[Document extract]

CBO estimates $1.8 trillion US deficit for fiscal 2024, largest after COVID
By David Lawder
WASHINGTON (Reuters) – The Congressional Budget Office estimated on Tuesday a U.S. federal deficit of $1.834 trillion for fiscal 2024, the highest in the post-COVID era, as debt interest costs jumped sharply and outlays rose for Social Security, Medicare and health insurance tax credits.
The estimate, which precedes the U.S. Treasury Department’s year-end budget report later this month, shows a deficit up 11% from the $1.7 trillion fiscal 2023 gap but slightly lower than the $1.9 trillion deficit estimated in June by CBO.
WHY IT’S IMPORTANT
U.S. Vice President Kamala Harris is arguing that she would be more fiscally responsible as president than Republican rival Donald Trump, pledging to fully offset new spending with tax increases elsewhere. A fiscal think-tank, the Committee for a Responsible Federal Budget, estimated on Monday that Trump’s plans would pile up $7.5 trillion in new debt, more than twice the $3.5 trillion from Harris’ proposals.
But after significant U.S. deficit declines in 2021 and 2022 as the economy recovered and COVID-19 rescue spending faded, deficits have grown significantly during the past two years, and CBO estimates that “baseline” deficits, which assume no changes to current laws, will grow $22 trillion over the next 10 years.
BY THE NUMBERS:
CBO estimated that total revenues rose 11% to $4.918 trillion, powered by higher individual income taxes and corporate income taxes as economic growth remained strong. The non-partisan budget referee agency estimated that outlays for the fiscal year ended Sept. 30 totaled $6.752 trillion, up 11% from fiscal 2023.

[/Document extract]

» Instructions:
1 - Answer these questions using the CBO deficit article:
(a) What U.S. federal deficit did the Congressional Budget Office estimate for fiscal 2024?
(b) How much new debt did the Committee for a Responsible Federal Budget estimate Trump's plans would add?
(c) What total revenues did the CBO estimate for the fiscal year?
2 - Continue the article on the CBO's fiscal 2024 deficit estimate.

[Excerpted records]

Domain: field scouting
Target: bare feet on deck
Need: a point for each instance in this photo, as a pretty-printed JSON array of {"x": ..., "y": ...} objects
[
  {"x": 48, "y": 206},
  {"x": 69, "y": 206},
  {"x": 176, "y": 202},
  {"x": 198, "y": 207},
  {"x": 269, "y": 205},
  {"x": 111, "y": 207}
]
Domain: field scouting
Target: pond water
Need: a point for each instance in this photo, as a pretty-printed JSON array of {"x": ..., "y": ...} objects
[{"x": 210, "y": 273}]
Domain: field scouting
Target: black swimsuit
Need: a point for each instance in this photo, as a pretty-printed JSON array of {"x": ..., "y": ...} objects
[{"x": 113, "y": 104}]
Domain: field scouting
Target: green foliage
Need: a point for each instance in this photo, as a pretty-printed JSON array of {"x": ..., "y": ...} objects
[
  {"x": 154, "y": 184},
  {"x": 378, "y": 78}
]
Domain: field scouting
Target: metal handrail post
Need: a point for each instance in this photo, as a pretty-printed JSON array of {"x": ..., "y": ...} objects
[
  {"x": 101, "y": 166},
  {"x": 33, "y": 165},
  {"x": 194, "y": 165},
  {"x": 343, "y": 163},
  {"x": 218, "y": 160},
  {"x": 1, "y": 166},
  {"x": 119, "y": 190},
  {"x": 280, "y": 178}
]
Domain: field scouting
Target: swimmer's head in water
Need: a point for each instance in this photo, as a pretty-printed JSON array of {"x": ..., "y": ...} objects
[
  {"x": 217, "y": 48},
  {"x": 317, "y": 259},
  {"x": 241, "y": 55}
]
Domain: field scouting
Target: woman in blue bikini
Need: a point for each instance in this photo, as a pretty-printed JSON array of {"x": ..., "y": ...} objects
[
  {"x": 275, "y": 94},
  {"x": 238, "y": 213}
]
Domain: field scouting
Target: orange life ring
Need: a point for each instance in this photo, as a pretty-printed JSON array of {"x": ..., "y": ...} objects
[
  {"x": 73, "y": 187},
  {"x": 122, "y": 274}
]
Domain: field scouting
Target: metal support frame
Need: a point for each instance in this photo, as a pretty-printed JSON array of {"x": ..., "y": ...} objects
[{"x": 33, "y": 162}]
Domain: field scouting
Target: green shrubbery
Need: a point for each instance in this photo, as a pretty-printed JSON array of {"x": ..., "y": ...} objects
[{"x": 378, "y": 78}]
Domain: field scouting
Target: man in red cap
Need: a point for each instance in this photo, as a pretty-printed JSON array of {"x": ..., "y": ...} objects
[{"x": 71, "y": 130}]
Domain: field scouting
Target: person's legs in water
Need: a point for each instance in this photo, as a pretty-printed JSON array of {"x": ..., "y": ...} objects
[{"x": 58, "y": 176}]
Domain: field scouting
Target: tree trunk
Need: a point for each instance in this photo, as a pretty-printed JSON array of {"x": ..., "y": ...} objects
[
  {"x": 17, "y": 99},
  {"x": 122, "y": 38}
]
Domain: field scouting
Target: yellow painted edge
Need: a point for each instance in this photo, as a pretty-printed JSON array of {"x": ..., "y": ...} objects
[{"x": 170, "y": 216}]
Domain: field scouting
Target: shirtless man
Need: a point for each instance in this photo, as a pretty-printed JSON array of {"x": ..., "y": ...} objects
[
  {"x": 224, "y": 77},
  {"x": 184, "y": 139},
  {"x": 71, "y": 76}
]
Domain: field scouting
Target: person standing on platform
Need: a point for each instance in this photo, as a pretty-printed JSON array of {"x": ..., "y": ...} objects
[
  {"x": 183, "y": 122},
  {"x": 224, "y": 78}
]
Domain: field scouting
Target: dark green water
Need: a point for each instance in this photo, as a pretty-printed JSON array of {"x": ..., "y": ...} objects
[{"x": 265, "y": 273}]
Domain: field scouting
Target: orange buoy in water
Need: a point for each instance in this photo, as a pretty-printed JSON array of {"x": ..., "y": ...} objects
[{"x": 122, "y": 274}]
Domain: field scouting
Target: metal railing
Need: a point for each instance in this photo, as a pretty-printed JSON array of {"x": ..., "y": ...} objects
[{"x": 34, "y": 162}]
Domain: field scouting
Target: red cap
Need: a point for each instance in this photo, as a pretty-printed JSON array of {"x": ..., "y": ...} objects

[/Excerpted records]

» Answers for the tasks:
1 -
(a) $1.834 trillion
(b) $7.5 trillion
(c) $4.918 trillion

2 -
The biggest growth in outlays comes from interest on the public debt, which rose 34% to $950 billion, while spending on Medicare, Social Security and the military also increased.
The year-on-year deficit comparisons were affected by the fiscal 2023 reversal of $330 billion in costs associated with President Joe Biden’s student loan forgiveness plan that was struck down by the Supreme Court. Without the reversal, last year’s deficit would have exceeded $2 trillion.
KEY QUOTE
Some Republicans seized on the estimates to claim that Biden and Harris were fiscally irresponsible.
“President Biden and Vice President Harris have ignored resounding messages from Iowans and Americans nationwide, as well as alarms from global credit ratings companies. By consistently choosing a spendthrift agenda over fiscal sanity, this administration has hamstrung our economy for generations to come,” Republican Senator Chuck Grassley said in a statement.